▶ **WORK TASK A**
In the piece on being too tired to rest, rewrite the paragraph beginning "You can argue it's because" as a shorter version that keeps its main points.
▶ **WORK TASK B**
Carry the piece on being too tired to rest further, starting right after its final sentence.

▶ **TEXT SECTION**
----
I can’t tell you how often I hear this.
You can’t rest.
You try to kick back with a book, but your mind keeps spinning asking you to do something before you can rest.
Yet, you are too tired to do it, and you can’t do that task your mind wants you to do very well.
So you stay on the couch.
Now the thoughts are so distracting that you can’t read.
So you scroll on your phone, or you check out with the TV remote in your hand.
And later, exhausted, depleted, you find yourself at the fridge, eating again, even though you are not hungry.
And you call that emotional eating.
It should be called “tired, but can’t rest” eating, I think.
So what the heck? Why does that happen?
Why can’t we DO LESS and just BE MORE?
And why is this state of rest such a mirage, so hard to attain, why do we have to work so damn hard to give ourselves permission to rest?
You can argue it’s because it’s tied to our sense of worth and value, that many of us want to prove ourselves worthy of resting, that we have created a story in our minds of who has the right to rest and who does not. There are many theories we can weave around the whys…from gender and social roles, to our upbringing and how we learned from our parents.
But there is a biological piece here, a preverbal piece, a piece around the environment in which we developed.
----
▶ **DATA**
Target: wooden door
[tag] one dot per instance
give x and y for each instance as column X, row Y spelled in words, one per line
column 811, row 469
----
▶ **ANSWER BOX A**
One explanation is that rest is tied to our sense of worth. Many of us want to prove we deserve it, and we have built a story in our minds about who has the right to rest. Other theories point to gender and social roles, or to our upbringing and what we learned from our parents.

▶ **ANSWER BOX B**
Many of us didn’t grow up in environments that facilitated the ability to drop easily into rest and digest – that juicy, delicious state of the nervous system where we can recover, restore, digest our food and get the energy for our next move.
Some of us grew up in dangerous environments – a family, socioeconomic, even political reality, where rest and digest was not a state anyone around could easily drop into.
If that early organizing piece is missing, if our bodies have not learned as young as when we were developing in our mother’s wombs what rest and restoration means and how to physically drop there, we will always go to our thoughts to try to find a plan of rest.
We will always go to food as a way to force rest and digest onto a system that doesn’t know how to organically go there.
Learning how to rest is not about a social revolution, it’s not an act of rebellion against the status quo. It’s a lot simpler – recognizing that your system doesn’t know how to do something that is its birthright, and then teaching it how to do it one simple action at a time.